┌─ Belge Alıntısı

SPOR - 15 Ekim 2024 Salı 09:44

Altay, 4 oyuncusu hakkında açıklama yaptı

A
A
A
Altay, 4 oyuncusu hakkında açıklama yaptı

Altay, İskenderunspor deplasmanına gitmeyen kaleci Ozan Özenç, sol bek Özgür Özkaya, ön libero Ceyhun Gülselam ve santrfor Deniz Kadah hakkında sosyal medya hesaplarından bir açıklama yayımladı.


TFF 2. Lig Beyaz Grup’ta 7. hafta mücadelesinde İskenderunspor’la karşı karşıya gelen Altay’da 4 tecrübeli futbolcu, kendilerine ödeme yapılmaması nedeniyle takımdan ayrılıp, deplasmana gitmeme kararı almıştı. Siyah-beyazlılarda kaleci Ozan Özenç, sol bek Özgür Özkaya, ön libero Ceyhun Gülselam ve santrfor Deniz Kadah, yönetime rest çekerek İskenderun kafilesine katılmadı. Bu durum üzerine de Altay Spor Kulübü, şu açıklamayı yayımladı:


“İskenderunspor maçı öncesi başladığı düşünülen ve kamuoyuna futbolcularımızın deplasmana gelmedikleri şeklinde yansıtılan durumla ilgili bilgilendirme yapma gereği doğmuştur.

└─

Alıştırma: Altay haberinde İskenderunspor deplasmanına gitmeyen futbolcuların her birini mevkiiyle birlikte yazın. Satırlar, yukarıdaki haberden bağımsız bir malzemedir.

┌─ Kayıtlı Bilgiler

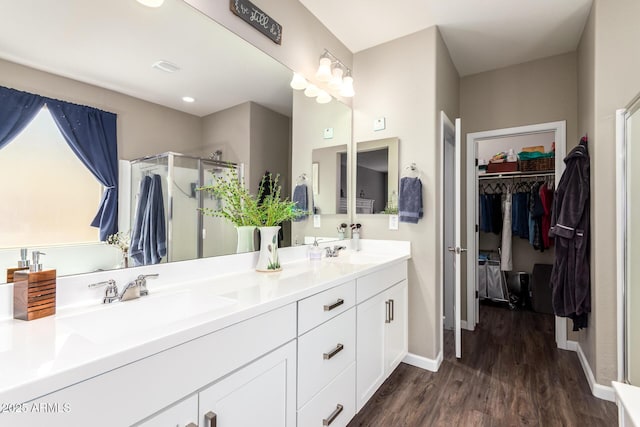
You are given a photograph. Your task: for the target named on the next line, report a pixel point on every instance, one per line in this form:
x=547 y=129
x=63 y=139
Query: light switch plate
x=393 y=222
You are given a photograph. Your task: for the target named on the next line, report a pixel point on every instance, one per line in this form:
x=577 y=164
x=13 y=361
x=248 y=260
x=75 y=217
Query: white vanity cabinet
x=381 y=328
x=249 y=358
x=326 y=357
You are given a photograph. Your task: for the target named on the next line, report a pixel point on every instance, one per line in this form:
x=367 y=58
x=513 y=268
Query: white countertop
x=88 y=338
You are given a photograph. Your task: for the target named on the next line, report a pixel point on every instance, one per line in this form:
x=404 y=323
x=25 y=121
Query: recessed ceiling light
x=151 y=3
x=165 y=66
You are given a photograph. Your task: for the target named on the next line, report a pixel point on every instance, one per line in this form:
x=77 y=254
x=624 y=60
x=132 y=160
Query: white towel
x=505 y=255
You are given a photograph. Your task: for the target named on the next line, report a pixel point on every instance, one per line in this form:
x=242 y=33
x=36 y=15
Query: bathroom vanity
x=306 y=346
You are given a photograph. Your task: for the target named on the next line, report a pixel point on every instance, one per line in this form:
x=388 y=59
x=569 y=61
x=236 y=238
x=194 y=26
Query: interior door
x=458 y=240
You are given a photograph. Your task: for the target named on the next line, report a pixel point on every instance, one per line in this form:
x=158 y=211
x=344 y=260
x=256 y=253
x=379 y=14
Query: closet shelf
x=517 y=174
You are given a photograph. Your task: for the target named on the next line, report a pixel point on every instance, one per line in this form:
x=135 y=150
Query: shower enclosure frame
x=204 y=164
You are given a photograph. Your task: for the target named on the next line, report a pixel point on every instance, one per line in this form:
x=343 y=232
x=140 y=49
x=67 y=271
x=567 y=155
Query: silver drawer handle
x=334 y=305
x=333 y=416
x=212 y=418
x=338 y=349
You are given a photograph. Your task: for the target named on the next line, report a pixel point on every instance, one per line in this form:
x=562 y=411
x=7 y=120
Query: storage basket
x=535 y=165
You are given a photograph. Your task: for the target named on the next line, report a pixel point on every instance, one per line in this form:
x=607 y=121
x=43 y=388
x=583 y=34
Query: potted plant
x=266 y=211
x=237 y=206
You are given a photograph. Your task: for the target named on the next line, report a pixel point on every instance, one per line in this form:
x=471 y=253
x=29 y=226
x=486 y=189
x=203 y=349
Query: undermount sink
x=113 y=321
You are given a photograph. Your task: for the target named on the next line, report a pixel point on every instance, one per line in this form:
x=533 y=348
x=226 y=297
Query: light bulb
x=323 y=97
x=336 y=78
x=346 y=89
x=298 y=82
x=312 y=91
x=324 y=70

└─

Çözüm:
- Kaleci Ozan Özenç
- Sol bek Özgür Özkaya
- Ön libero Ceyhun Gülselam
- Santrfor Deniz Kadah